*DOCUMENT:*
*-*-*

CamerAgX

March 22, 2010

Why are manual exposure cameras worth more than automatics ?

Filed under: Gear, Leica Cameras, Nikon Cameras — Tags: , , , , , , , , — xtalfu @ 11:03 pm


The facts


Let’s take three lines of manual focus cameras which still have a very active second hand market today: the Leica R series, the Nikons FM & FE and their derivatives, and the Olympus OM-1 & OM-2 and their “single digit” descendants. Each line contains automatic exposure cameras (Leica R4, R5, R7; Nikon FE, FE2, FA; Olympus OM-2, OM2s, OM4, OM4t), and manual exposure cameras (Leica R6, R6.2; Nikon FM and FM2; Olympus OM-1 and OM-3).


For a given generation of camera, manual exposure models are almost always worth more than their automatic exposure siblings.


Average retail price of a camera in Excellent Condition (source: a reputable specialist of used photographic equipment)

Brand Manual Camera Auto exposure Camera
Leica R6.2: $ 999 R7: $ 550
Nikon FM: $ 190 FE: $ 170
Nikon FM2: $ 245 FE2: $ 199
Olympus OM-1: $ 150 OM-2: $ 190
Olympus OM-3: much more than $500 * OM-4: $ 235
Olympus OM-3T: much more than $1,000 * OM-4T or TI: $ 450


* No OM-3 or OM3 TI in excellent condition available – prices derived from eBay completed listings.

*-*-*

*TO BE DONE:*
[1] Answer these questions from the camera-price post:
(a) Which Leica models does it list as automatic exposure cameras?
(b) What is the average retail price it gives for a Nikon FM2 in excellent condition?
(c) Where do the prices for the OM-3 models come from?
[2] List every category the camera-price post is filed under.
[3] Continue the post on manual and automatic camera prices from its final line.
The data below come from a separate source and are not part of the camera-price post.

*MATERIAL:*
*-*-*

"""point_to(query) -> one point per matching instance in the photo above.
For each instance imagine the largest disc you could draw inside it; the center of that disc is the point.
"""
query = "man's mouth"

*-*-*

*THE RESPONSES:*
[1]
(a) The Leica R4, R5, and R7.
(b) $245.
(c) eBay completed listings, because no OM-3 or OM3 TI in excellent condition was available.

[2] Gear, Leica Cameras, Nikon Cameras

[3]
Nikon FM - Mechanical Shutter - It does not need batteries to operate. 1/1000s. Synchro Flash up to 1/125s


The reasons why


Buyers of film cameras belong to two non-mutually exclusive categories: collectors looking for rare, technically or historically significant cameras, and photographers looking for an alternative to modern all automatic digital cameras. Each category has different reasons for preferring cameras with mechanical shutters, which also happen to be manual exposure cameras.

  • Collectors


    One can only speculate when trying to understand what makes a camera valuable on the collectors’ market. Rarity and the perceived technical value of the camera are probably the two main factors driving the price of film SLRs on the second hand market. In the decade which saw the end of manual focus cameras (from 1980 to 1990), automatic exposure cameras sold in greater number than their manual exposure equivalent. Manual exposure cameras were already considered a specialty item, when automatic exposure SLRs were more mainstream, even for professional activities (Nikon F3, Canon T90). Even Leica users, who are among the most respectful of traditions, bought more automatic R7 than manual R6.2 in the nineties (29,500 vs 22,500 units produced).


    The case for the technical value is more difficult to make. Electronic cameras offering multiple auto-exposure modes were very elaborate, and could be considered more valuable technically than simpler manual exposure SLRs, but this technical sophistication is now seen as an unnecessary source of complexity and unreliability.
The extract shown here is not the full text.